-- Task objective --
Edit the material below by replacing every "Target" with "Object" and leaving everything else unchanged. Leave the pictures out of your answer.

Location identification items
---
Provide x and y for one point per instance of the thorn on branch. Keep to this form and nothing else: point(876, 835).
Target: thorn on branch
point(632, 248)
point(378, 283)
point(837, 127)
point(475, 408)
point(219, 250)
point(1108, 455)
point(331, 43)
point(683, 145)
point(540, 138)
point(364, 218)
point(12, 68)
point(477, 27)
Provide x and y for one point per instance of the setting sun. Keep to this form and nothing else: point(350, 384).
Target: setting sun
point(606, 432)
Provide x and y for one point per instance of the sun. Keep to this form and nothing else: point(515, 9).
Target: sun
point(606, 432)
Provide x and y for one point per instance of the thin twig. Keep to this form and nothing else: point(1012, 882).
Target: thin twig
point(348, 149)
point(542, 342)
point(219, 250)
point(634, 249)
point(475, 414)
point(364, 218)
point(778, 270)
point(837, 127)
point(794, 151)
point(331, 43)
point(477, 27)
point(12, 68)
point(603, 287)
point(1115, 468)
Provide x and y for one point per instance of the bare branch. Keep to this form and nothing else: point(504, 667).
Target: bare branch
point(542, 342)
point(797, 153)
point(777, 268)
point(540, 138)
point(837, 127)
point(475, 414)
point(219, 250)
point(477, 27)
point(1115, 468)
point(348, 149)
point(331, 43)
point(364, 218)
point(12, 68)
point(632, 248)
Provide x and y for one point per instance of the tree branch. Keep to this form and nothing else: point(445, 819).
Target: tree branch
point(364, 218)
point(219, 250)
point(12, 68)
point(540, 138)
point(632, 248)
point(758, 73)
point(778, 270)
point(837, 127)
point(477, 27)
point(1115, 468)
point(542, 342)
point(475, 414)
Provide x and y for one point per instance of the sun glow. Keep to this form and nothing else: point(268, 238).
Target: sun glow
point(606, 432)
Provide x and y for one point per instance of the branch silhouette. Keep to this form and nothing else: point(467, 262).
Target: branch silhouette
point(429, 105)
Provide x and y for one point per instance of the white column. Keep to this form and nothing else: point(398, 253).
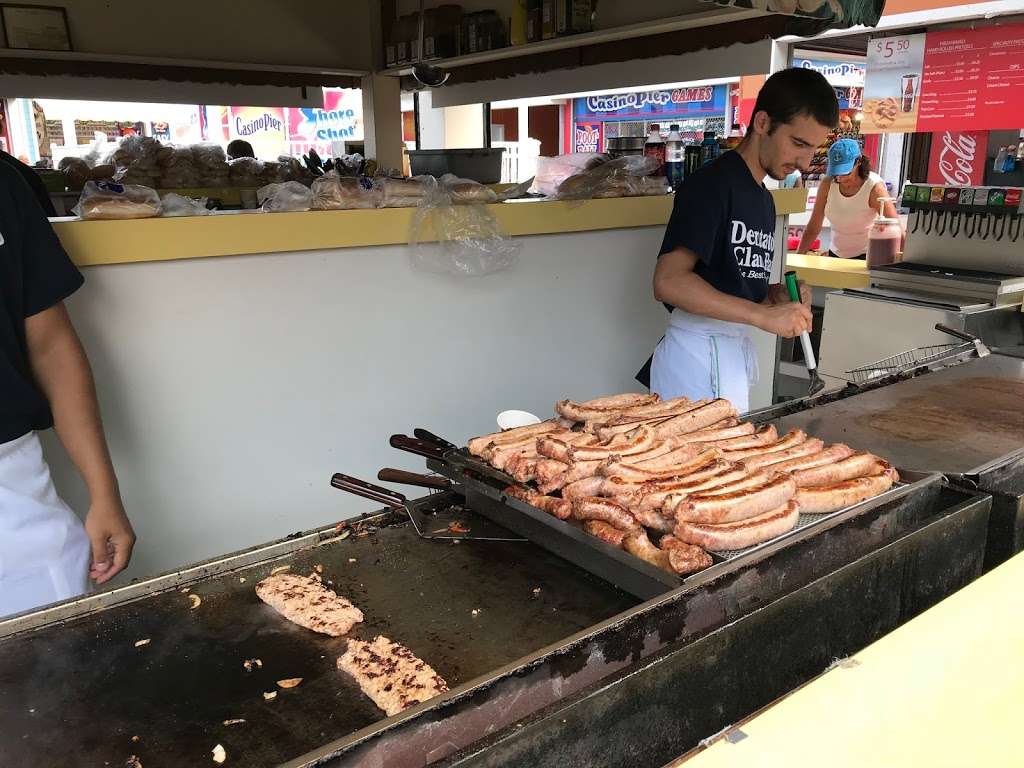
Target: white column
point(382, 120)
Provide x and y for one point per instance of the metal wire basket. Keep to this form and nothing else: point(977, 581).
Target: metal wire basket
point(911, 360)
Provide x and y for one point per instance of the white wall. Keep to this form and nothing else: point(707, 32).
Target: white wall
point(232, 388)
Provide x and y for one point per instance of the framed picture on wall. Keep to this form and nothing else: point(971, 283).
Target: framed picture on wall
point(35, 27)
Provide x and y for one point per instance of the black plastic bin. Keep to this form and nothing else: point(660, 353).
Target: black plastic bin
point(479, 165)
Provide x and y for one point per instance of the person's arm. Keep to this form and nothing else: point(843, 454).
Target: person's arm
point(62, 373)
point(677, 284)
point(889, 207)
point(813, 228)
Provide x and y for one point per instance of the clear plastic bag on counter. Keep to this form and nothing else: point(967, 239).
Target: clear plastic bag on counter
point(552, 171)
point(466, 192)
point(110, 200)
point(246, 172)
point(616, 178)
point(334, 193)
point(408, 193)
point(469, 241)
point(178, 205)
point(287, 196)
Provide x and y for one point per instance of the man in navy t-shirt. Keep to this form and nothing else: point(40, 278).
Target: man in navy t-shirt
point(46, 554)
point(716, 260)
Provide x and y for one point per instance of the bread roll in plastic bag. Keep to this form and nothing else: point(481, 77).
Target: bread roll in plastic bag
---
-- Exercise response --
Provide x and y for one point per instance of the thorn on branch. Keep to this form and nothing else: point(876, 835).
Object: thorn on branch
point(632, 248)
point(378, 283)
point(837, 127)
point(475, 408)
point(219, 250)
point(1108, 455)
point(331, 43)
point(683, 145)
point(540, 138)
point(364, 218)
point(12, 68)
point(477, 27)
Provide x and y for one point per instance of the setting sun. Keep to this form and nothing else: point(350, 384).
Object: setting sun
point(606, 432)
Provide x and y for one point per instance of the sun. Keep to this form and nothing else: point(515, 9).
Object: sun
point(606, 432)
Provide x and y for one point per instance of the thin twig. Keep to this form and nothing else: point(1012, 882).
Object: thin twig
point(348, 149)
point(542, 342)
point(219, 250)
point(634, 249)
point(475, 414)
point(364, 218)
point(778, 270)
point(837, 127)
point(794, 151)
point(331, 43)
point(477, 27)
point(12, 68)
point(603, 287)
point(1115, 468)
Provide x and y for one point per instance of the bare branch. Keep to this form and nothing else: point(504, 667).
Object: bare branch
point(542, 342)
point(797, 153)
point(777, 268)
point(540, 138)
point(837, 127)
point(475, 414)
point(219, 250)
point(477, 27)
point(1115, 468)
point(348, 149)
point(331, 43)
point(364, 218)
point(12, 68)
point(632, 248)
Provide x and y for one point per instance of the tree branch. Keep to this form and nothing else: point(445, 819).
Object: tree branch
point(364, 218)
point(219, 250)
point(12, 68)
point(540, 138)
point(632, 248)
point(758, 73)
point(778, 270)
point(837, 127)
point(477, 27)
point(1115, 468)
point(542, 342)
point(475, 414)
Provide x and y for one point per instance of the sun glow. Keep to this form and nothing else: point(268, 238).
Object: sun glow
point(606, 432)
Provide x and y for one point per instance of the branch silhouette. Keep to this form and nothing else: point(467, 262).
Object: branch silhouette
point(429, 105)
Provide x and y for one point per instance of the white column. Keep to this form and nothing else: point(398, 253).
Object: white column
point(382, 120)
Provide x and y for one point per instance of the metal wire basket. Keep to this form and nothing else: point(977, 581).
Object: metal wire basket
point(911, 360)
Provide x and y for one point per instance of the white wall. Keep to this form and nothing else: point(707, 32).
Object: white wall
point(232, 388)
Provide x and y for one point per instance of the framed picture on wall. Keep to this form and nothing else: point(971, 283).
Object: framed picture on wall
point(35, 27)
Provide x and y for one point per instance of the black plastic bin. Keep to this form and nothing else: point(660, 353).
Object: black plastic bin
point(479, 165)
Provide x and y for one point per instance of the person's arm. Keep to this form and nothing else: point(843, 454).
Object: person's arm
point(62, 373)
point(677, 284)
point(889, 207)
point(813, 228)
Provide x and y for one point per instance of the clear plastic bag on counter. Keep to this form and nothing else: point(967, 239).
Object: clear plastic bag on counter
point(552, 171)
point(466, 192)
point(110, 200)
point(246, 172)
point(616, 178)
point(334, 193)
point(408, 193)
point(469, 241)
point(178, 205)
point(287, 196)
Provide x and y for one point per instance of the man in navy t-shirt. Keep to this form and nothing else: point(40, 278).
Object: man in navy t-shirt
point(46, 554)
point(716, 260)
Provide x and y for one point per instance of the bread roll in plastic bag. Keep to this form and nothing else: point(481, 77).
Object: bread roll in plastic bag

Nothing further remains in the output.